Women also described how the judiciary often blamed women for the violence or disbelieved their stories. As a consequence, some cases had taken such a long time to resolve that women had spent several years living in the safe house. In some cases, courts asked women’s husbands to come to court before a divorce would be granted:

Women are really oppressed in this country. The government doesn’t listen to them either. They all say women have rights, this and that, but I know that we don’t. When I make legal claims, they accuse me of lying. Now I only believe in God and nothing else … When I went to the court that day, they asked me to bring my husband before court to get a divorce. I told them that he will never come. They ask for the impossible. (Participant 2, Kabul city, 25 years old, 2 children)

Self-stigma

Women themselves felt ashamed for experiencing violence and did not want to talk to others about it. They too felt it was a private affair, and felt that if they tolerated the violence it would get better over time. Women described how they decided to ask for help only when things became unbearable. They also expressed shame at having experienced the violence and felt demeaned because of it:

If the woman has domestic problems and discloses them, there is a chance that she faces violence because of sharing it with outsiders. Women are ashamed of having these issues. They think they are inferior in the eyes of everyone. (Participant 29, Bamyan province, 38 years old, 5 children)

Women described feeling guilty for the violence they experienced because they had not listened to their parents and had married the man they loved (who then turned out to be violent), had not had a proper wedding, or simply for being a woman. One woman felt she had to go back to her abusive husband because she did not ‘want to be guilty in the afterlife’ (Participant 04). Some women understood that the violence they experienced was not their fault and yet still felt guilt for it:

I was alone and I had no one to help me, even my own family was poor and helpless. I could not fight for myself despite working hard to keep them happy. Though it was never my fault, I felt guilty. (Participant 30, Bamyan province, 33 years old, 3 children)

Check your understanding.
• A. List every participant number cited in the passage on domestic violence, in the order in which each first appears.
• B. Output, word for word, the part of the passage on domestic violence that opens with the words containing "If the woman" and closes with "old, 5 children)".

Data listing.
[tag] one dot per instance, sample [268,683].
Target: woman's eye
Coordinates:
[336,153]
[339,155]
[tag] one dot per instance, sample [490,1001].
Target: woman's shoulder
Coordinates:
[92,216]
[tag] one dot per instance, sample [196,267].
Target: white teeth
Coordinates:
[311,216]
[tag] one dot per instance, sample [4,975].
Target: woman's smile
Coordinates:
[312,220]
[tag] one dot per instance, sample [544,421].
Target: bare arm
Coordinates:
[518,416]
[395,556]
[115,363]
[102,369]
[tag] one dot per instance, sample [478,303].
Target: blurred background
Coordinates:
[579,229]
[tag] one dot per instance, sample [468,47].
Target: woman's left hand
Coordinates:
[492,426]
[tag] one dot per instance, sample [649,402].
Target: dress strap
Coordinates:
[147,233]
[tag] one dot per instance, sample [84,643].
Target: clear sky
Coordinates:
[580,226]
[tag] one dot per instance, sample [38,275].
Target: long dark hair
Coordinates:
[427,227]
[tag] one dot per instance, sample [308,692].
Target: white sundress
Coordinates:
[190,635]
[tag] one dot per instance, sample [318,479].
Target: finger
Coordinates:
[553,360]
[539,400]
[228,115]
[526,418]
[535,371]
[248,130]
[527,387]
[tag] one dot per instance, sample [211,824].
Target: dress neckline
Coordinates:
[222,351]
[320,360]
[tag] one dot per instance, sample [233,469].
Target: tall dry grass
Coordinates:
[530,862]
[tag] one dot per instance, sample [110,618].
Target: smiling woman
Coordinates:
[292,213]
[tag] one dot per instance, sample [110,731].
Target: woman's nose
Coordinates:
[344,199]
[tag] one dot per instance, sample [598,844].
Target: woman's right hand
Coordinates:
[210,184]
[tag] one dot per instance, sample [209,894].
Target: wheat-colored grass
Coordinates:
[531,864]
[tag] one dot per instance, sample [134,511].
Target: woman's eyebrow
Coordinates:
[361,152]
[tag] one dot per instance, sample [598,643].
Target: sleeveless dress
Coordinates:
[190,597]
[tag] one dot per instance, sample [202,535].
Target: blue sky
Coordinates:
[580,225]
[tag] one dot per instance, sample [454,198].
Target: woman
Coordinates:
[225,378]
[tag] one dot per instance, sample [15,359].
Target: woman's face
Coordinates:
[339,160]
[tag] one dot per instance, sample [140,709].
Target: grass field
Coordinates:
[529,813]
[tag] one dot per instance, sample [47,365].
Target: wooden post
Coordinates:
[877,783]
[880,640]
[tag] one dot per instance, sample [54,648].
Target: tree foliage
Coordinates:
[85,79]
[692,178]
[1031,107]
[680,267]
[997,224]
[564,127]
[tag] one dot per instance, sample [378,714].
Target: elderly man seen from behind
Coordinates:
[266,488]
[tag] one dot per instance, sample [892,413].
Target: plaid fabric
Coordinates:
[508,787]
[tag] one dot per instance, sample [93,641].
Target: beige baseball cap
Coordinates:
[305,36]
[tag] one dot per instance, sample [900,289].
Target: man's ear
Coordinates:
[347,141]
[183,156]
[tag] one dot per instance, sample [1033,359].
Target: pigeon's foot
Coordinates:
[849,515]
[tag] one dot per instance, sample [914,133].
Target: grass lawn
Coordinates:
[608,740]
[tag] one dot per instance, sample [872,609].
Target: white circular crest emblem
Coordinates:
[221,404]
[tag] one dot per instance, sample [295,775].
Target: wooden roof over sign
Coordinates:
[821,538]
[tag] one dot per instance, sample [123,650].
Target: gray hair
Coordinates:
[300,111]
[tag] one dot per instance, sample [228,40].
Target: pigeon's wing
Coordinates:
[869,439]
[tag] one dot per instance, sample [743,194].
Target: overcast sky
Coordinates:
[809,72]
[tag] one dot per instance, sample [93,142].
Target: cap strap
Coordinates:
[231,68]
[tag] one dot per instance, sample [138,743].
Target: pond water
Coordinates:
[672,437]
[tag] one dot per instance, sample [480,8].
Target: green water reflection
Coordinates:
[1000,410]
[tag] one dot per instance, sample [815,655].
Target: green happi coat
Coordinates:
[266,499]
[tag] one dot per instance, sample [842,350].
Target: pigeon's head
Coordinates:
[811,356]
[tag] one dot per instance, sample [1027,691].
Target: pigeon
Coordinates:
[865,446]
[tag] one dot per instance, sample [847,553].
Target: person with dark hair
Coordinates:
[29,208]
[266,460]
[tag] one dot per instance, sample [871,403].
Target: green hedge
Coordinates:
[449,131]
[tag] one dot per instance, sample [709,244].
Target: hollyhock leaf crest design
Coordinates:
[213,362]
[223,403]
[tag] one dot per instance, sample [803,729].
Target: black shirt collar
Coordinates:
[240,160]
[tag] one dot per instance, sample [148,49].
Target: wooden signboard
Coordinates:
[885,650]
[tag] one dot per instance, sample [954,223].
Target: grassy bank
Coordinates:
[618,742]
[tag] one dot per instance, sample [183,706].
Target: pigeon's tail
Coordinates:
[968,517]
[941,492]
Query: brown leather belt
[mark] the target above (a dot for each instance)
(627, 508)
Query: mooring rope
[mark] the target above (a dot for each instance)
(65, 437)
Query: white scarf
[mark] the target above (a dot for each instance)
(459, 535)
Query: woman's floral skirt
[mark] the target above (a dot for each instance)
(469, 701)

Set of answers.
• A. Participant 2, Participant 29, Participant 04, Participant 30

• B.
If the woman has domestic problems and discloses them, there is a chance that she faces violence because of sharing it with outsiders. Women are ashamed of having these issues. They think they are inferior in the eyes of everyone. (Participant 29, Bamyan province, 38 years old, 5 children)